Natural-language object grounding data
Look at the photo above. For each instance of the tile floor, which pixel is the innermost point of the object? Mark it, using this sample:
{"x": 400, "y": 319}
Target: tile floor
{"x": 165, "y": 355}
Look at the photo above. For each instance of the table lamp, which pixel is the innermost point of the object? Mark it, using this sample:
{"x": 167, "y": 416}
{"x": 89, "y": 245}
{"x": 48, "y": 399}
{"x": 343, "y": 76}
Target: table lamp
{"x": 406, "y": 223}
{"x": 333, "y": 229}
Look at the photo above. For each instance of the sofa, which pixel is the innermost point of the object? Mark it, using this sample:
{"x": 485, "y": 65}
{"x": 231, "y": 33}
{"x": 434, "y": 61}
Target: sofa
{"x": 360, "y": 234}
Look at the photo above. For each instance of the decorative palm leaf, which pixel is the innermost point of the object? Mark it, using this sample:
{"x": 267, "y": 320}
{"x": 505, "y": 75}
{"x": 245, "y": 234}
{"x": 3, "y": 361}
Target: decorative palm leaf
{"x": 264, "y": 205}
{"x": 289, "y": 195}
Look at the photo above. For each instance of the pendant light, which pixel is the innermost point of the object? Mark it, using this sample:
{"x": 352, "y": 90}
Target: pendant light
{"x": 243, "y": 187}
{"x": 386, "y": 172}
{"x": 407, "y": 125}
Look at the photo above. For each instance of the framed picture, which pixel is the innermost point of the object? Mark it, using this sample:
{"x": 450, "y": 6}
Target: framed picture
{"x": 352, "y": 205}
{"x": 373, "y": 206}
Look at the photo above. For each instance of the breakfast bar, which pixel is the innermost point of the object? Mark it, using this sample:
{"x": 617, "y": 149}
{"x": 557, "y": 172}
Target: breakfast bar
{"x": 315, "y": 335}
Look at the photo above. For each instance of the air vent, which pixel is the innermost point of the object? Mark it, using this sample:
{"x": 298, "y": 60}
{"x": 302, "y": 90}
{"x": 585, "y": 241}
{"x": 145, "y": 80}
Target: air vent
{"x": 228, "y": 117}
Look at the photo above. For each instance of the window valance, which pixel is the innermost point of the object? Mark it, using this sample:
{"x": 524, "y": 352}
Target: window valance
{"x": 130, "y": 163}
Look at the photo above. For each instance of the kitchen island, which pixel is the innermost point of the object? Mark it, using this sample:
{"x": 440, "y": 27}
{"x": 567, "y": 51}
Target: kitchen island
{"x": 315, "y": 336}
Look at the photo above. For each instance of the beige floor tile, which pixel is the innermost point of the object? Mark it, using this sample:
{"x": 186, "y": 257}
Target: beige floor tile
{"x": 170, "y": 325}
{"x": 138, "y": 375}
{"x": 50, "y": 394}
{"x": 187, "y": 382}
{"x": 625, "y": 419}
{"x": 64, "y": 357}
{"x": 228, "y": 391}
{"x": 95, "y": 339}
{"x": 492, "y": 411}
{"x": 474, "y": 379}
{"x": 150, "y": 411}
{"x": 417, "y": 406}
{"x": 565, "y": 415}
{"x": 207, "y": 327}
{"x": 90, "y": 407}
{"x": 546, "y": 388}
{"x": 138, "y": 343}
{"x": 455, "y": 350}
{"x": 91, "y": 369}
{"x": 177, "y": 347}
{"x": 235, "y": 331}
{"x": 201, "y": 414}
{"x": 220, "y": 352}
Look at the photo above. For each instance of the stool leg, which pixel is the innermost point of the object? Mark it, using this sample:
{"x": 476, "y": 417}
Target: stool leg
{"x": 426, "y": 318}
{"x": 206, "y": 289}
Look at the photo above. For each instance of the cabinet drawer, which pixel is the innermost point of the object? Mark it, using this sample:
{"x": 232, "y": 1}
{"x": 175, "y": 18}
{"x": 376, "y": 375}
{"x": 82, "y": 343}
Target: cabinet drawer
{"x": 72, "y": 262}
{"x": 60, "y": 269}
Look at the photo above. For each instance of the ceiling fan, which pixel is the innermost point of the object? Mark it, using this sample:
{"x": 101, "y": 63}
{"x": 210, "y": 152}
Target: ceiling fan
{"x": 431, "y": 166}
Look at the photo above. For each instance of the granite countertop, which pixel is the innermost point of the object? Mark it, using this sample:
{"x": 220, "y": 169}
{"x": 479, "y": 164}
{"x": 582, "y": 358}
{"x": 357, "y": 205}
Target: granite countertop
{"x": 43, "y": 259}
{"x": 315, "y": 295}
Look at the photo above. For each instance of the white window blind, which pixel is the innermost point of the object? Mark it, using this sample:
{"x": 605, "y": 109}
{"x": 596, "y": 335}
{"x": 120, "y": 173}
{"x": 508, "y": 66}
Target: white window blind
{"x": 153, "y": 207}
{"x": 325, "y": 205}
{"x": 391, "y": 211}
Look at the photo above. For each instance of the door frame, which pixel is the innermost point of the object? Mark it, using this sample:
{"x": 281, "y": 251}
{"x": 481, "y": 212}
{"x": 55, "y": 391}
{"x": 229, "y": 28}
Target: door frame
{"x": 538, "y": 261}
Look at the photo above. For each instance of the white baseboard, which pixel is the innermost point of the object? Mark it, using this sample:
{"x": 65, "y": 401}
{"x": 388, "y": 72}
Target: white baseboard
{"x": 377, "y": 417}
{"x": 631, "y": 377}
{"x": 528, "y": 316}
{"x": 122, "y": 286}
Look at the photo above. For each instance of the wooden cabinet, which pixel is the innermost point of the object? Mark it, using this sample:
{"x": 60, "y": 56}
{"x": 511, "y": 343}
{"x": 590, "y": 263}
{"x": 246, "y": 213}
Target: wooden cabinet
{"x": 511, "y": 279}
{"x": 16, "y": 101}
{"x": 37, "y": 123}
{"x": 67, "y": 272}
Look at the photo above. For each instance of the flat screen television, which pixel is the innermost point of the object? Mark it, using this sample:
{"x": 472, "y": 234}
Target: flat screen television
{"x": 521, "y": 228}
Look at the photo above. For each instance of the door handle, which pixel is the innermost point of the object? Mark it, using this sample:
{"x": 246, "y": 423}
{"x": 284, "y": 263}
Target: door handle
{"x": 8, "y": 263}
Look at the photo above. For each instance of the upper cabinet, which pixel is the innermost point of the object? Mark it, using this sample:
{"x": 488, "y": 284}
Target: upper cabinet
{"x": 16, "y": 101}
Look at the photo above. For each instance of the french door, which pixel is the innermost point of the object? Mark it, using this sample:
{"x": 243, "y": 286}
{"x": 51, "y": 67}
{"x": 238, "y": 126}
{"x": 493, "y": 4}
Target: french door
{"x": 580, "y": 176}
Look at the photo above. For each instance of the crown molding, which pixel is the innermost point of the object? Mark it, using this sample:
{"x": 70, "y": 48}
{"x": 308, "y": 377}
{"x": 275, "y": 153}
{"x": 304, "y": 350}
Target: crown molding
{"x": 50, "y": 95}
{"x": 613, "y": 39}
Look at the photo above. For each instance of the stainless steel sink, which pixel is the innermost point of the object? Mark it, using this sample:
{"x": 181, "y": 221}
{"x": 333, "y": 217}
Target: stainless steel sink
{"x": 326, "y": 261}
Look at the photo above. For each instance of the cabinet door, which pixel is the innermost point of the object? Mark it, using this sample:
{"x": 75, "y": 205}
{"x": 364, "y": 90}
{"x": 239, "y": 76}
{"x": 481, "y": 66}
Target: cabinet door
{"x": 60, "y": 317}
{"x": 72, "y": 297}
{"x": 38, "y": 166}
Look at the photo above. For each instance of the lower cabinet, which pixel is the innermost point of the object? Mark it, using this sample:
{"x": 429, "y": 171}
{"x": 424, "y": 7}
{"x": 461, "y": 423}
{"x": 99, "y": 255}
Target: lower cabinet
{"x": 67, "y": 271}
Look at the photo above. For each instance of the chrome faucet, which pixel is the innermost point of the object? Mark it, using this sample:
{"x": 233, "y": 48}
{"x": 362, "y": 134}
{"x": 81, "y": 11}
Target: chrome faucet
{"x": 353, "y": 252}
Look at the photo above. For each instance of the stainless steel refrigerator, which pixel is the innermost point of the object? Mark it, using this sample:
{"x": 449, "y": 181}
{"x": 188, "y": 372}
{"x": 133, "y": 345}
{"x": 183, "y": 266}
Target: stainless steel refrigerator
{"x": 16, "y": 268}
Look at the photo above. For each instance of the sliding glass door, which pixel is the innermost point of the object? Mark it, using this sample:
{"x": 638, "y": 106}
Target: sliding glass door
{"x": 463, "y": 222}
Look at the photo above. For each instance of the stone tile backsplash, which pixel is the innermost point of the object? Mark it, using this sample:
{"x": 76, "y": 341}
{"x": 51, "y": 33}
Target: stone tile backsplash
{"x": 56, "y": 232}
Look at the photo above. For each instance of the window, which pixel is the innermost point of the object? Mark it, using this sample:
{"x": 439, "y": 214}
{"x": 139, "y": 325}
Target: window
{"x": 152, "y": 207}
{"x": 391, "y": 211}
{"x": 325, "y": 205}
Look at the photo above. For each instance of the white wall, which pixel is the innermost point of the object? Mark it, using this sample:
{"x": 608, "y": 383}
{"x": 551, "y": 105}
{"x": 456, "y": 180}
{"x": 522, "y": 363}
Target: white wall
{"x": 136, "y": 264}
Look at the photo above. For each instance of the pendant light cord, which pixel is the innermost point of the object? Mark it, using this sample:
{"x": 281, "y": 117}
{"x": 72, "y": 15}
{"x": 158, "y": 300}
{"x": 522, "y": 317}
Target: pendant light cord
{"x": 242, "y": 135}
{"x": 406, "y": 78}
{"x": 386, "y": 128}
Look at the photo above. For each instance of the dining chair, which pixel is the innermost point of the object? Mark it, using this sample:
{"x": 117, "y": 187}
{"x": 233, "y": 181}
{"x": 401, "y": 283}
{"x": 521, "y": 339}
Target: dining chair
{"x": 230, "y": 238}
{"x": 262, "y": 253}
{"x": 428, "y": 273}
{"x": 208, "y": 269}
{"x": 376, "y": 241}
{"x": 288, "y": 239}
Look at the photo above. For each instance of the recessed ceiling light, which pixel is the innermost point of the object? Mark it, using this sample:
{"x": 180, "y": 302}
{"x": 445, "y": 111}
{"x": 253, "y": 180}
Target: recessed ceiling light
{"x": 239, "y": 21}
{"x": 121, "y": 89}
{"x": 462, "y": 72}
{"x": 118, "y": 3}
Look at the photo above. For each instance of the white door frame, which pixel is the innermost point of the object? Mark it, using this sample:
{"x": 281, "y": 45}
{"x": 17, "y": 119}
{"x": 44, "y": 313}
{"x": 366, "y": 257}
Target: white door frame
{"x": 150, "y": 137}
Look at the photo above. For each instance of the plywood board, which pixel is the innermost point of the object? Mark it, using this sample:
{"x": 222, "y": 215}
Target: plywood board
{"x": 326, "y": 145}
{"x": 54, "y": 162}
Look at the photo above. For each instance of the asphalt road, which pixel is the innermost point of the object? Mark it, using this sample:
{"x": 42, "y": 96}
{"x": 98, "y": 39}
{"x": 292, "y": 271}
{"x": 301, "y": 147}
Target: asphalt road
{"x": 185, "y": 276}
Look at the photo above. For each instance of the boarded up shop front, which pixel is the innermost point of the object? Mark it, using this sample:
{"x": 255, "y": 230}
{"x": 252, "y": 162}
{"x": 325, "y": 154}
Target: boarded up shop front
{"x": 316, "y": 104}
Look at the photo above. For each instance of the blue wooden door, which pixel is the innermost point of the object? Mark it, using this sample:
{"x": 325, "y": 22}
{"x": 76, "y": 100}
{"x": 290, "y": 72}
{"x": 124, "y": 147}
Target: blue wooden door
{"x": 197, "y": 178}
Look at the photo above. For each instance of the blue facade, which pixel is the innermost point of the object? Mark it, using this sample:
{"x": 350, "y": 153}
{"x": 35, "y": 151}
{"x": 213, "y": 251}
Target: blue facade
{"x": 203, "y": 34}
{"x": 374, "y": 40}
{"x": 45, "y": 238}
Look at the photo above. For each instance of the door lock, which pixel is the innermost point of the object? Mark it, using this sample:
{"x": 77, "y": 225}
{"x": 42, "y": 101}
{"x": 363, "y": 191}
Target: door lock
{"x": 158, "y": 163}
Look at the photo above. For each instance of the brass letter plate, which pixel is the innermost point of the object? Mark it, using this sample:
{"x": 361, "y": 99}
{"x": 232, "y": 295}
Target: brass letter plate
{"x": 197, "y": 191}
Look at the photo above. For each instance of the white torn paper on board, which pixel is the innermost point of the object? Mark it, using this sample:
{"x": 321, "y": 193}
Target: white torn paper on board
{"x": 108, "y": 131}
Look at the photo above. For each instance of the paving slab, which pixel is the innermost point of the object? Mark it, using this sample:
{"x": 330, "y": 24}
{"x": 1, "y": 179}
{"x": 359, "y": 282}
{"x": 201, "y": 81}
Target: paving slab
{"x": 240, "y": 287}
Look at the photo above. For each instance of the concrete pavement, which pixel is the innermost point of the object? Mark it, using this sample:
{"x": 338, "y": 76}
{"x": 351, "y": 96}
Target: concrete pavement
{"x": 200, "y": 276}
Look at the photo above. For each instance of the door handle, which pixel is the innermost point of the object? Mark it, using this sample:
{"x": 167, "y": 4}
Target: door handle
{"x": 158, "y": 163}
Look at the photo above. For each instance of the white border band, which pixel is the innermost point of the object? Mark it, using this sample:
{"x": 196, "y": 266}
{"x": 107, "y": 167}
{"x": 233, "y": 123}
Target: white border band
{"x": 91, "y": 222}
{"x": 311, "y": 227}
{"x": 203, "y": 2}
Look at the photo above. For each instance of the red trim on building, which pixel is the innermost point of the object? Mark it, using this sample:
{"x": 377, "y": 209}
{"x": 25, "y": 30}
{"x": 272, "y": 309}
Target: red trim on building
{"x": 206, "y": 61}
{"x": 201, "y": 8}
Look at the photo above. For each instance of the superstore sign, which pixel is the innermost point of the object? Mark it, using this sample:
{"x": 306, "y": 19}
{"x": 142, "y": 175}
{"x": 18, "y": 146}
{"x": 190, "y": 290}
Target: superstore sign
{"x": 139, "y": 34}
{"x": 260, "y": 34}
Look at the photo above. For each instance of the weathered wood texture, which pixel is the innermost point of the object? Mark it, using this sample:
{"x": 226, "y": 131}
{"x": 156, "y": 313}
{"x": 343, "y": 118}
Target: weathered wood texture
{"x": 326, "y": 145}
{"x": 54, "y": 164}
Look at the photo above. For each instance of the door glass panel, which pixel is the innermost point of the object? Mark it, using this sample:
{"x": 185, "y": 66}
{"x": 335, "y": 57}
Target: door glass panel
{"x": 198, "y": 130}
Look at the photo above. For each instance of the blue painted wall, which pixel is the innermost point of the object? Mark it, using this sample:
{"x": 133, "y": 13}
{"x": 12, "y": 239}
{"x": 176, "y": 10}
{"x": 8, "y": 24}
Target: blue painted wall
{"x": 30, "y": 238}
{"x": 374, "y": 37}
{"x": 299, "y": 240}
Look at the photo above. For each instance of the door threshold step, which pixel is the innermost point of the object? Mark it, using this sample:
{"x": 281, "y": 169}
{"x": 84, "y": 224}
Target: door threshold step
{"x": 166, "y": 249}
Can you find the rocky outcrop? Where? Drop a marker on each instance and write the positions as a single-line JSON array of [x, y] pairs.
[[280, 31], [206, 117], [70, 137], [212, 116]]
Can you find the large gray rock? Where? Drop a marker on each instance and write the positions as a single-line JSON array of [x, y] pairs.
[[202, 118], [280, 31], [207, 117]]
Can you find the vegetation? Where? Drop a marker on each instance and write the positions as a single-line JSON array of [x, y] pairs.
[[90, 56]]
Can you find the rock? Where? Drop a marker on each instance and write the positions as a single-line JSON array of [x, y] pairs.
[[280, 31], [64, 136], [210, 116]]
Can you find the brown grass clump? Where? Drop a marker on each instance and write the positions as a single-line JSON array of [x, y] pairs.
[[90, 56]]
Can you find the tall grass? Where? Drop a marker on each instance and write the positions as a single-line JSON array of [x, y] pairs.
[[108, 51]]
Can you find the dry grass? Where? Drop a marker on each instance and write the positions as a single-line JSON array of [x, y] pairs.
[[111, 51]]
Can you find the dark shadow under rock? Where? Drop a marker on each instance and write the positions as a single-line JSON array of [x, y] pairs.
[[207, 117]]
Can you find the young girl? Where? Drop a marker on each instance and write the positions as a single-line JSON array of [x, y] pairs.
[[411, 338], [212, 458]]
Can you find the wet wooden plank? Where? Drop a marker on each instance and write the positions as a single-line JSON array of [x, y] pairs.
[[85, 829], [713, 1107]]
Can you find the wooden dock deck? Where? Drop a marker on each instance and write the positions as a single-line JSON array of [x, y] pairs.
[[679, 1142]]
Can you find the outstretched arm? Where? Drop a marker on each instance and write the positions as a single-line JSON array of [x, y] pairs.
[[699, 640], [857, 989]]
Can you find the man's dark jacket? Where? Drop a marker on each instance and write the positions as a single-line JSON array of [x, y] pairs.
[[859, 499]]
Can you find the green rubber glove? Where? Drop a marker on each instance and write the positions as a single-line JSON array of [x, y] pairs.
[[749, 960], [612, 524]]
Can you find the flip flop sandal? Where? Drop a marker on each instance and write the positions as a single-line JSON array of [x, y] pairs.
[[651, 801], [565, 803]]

Task details
Reproduce exactly the section above that begins at the line containing "Look at the photo above. For each instance of the beige" and ends at the line containing "Look at the photo above. For each instance of the stool", leaving out all other lines.

Expected output
Look at the photo above. For each instance of the beige floor tile, which pixel is the innermost point of the object? Mark it, using this sample:
{"x": 186, "y": 257}
Target: beige floor tile
{"x": 170, "y": 325}
{"x": 138, "y": 375}
{"x": 50, "y": 394}
{"x": 187, "y": 382}
{"x": 625, "y": 419}
{"x": 64, "y": 357}
{"x": 228, "y": 391}
{"x": 95, "y": 339}
{"x": 492, "y": 411}
{"x": 474, "y": 379}
{"x": 150, "y": 411}
{"x": 417, "y": 406}
{"x": 565, "y": 415}
{"x": 207, "y": 327}
{"x": 90, "y": 407}
{"x": 546, "y": 388}
{"x": 138, "y": 343}
{"x": 455, "y": 350}
{"x": 91, "y": 369}
{"x": 177, "y": 347}
{"x": 235, "y": 331}
{"x": 201, "y": 414}
{"x": 220, "y": 352}
Look at the photo above. For each instance of the stool leg, which pixel is the innermost point of the object? Mark it, using this sample:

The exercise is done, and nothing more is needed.